#### PASSAGE:
%%

I recently was shown the results of some interviews with key Seattle business leaders who were asked to define the distinctive Seattle style of retailing and brand-creation. There was a lot of agreement about the ingredients of success. Among them:

  • Focus on employee satisfaction. For instance, companies such as Costco and Nordstrom promote almost entirely from within, and nearly all employees start in the warehouse or on the sales floor. These companies train their own specialists from within the company, and they breed loyalty so that top people don't leave for higher pay outside as often. An egalitarian culture that "gives everyone a chance to shine" is the ideal.
  • Focus on customer satisfaction. It began with Nordstrom, which set a national tone for high service, and has a modern reflection in REI and Starbucks (though the coffee company is trying to regain it). Store managers work the floor, and decision-making is often pushed down to the front-line employees. It is taken for granted that Seattle customers have high expectations for value, service, and durability, and this spirit is carried outward as these companies expand. Politeness and niceness are trademarks as much as Nordstrom's no-questions-asked return policy.
  • A single culture that treats employees, customers, and suppliers uniformly and well. Some of the executives trace this to Seattle's small-town culture, where your employees and customers were neighbors, so if you treated them badly word would get around. Washington Mutual's old slogan, "a friend of the family," perfectly captured this spirit. There's also a lot of coaching and sharing of information among companies, resulting in cross-pollination, and less backbiting.
  • Big emphasis on creating a company culture. These companies spend a lot of time building team spirit, developing characteristics (like the old Safeco rule that men could only wear white shirts), bonding through volunteerism, identifying with the mission and history of the company. A lot of these companies are "aspirational," as with Starbucks' desire to create "third places" for building community.

%%

#### PROVIDED INFORMATION:

%%

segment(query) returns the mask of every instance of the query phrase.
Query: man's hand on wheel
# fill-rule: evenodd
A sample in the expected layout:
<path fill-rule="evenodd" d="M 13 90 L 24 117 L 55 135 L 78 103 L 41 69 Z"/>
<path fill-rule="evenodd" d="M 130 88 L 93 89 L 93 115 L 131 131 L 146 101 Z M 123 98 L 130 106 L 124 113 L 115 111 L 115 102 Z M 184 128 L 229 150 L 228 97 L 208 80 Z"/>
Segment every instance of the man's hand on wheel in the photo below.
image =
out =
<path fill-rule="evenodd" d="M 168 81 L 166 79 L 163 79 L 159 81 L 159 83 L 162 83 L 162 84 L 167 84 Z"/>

%%
%%

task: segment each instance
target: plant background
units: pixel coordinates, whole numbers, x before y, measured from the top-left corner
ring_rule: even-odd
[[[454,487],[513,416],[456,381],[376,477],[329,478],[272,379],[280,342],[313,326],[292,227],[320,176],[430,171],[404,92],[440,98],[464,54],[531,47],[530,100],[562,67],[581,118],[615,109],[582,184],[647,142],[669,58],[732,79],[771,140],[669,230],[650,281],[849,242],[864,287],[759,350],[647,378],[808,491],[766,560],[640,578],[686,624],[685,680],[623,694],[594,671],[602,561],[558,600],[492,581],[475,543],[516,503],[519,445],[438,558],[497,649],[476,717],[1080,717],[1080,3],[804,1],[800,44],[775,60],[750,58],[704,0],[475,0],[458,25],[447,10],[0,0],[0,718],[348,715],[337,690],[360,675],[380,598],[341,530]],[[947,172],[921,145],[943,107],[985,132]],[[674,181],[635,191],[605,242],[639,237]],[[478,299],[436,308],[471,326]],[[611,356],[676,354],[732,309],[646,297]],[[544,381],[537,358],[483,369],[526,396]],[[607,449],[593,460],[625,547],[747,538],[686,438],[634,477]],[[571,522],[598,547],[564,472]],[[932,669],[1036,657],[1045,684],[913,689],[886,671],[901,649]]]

%%

#### WORK ORDER 1:
Say whether each statement agrees with the passage on Seattle's style of retailing. Answer yes or no, and quote the words of the passage that decide it.
(a) Costco and Nordstrom fill their positions almost entirely by promoting from within.
(b) Starbucks was the company that set a national tone for high service.
(c) Safeco once had a rule that men could wear only white shirts.
#### WORK ORDER 2:
Carry on the passage on Seattle's style of retailing, starting after its last sentence.

#### WRITTEN ANSWER 1:
(a) Yes: "companies such as Costco and Nordstrom promote almost entirely from within"
(b) No: "It began with Nordstrom, which set a national tone for high service"
(c) Yes: "the old Safeco rule that men could only wear white shirts"

#### WRITTEN ANSWER 2:
  • When franchising, join the local culture rather than spreading Seattle culture. REI in Austin is "Austin's store" in its positioning, though Starbucks is different in the way it is clearly selling a Seattle experience. In a way, Seattle companies spread easily across the globe because Seattle has so little regionalist distinctiveness in accent, politics, or history. It's a generic kind of place, and its universal values transplant easily.

That's the formula, or it least that was the formula. It reflects a Seattle that is going away, a small-town and mutually supportive community. Once these companies get taken over by larger companies in distant cities, the culture can easily erode. "Growth tears at a culture," as one executive put it, and the "get big fast" mentality (in the Amazon.com slogan) really makes it hard to sustain the Seattle style, if only because store managers are always being transferred to open a new branch. Takeovers usually mean layoffs due to redundancies, and that anxiety quickly corrodes a company culture.

If rapid growth is the serpent in the garden, it's also hard to imagine that such growth won't continue to be the driver of Seattle companies. Once the Cold War ended and a huge new global market opened up, the temptation to grow big or die became irresistible, particularly in a outward-looking, highly commercial port city such as Seattle.

Could Seattle regain its balance? Perhaps here and there. A lot rides on how well Starbucks can slow down the growth that almost destroyed the company and its image and "get back to basics." Washington Mutual was all about rapid growth, and has now paid the price. Boeing's plunge into outsourcing so many components of its airplanes is another example of poorly managed explosive growth. Have we learned from these stumbles, or will the old book title, You Can't Go Home Again, prove true?

I suspect the old Seattle brand, as described above, will turn into nostalgia, although probably a marketable nostalgia if not the reality of the companies. We'll have Safeco Field, just not Safeco.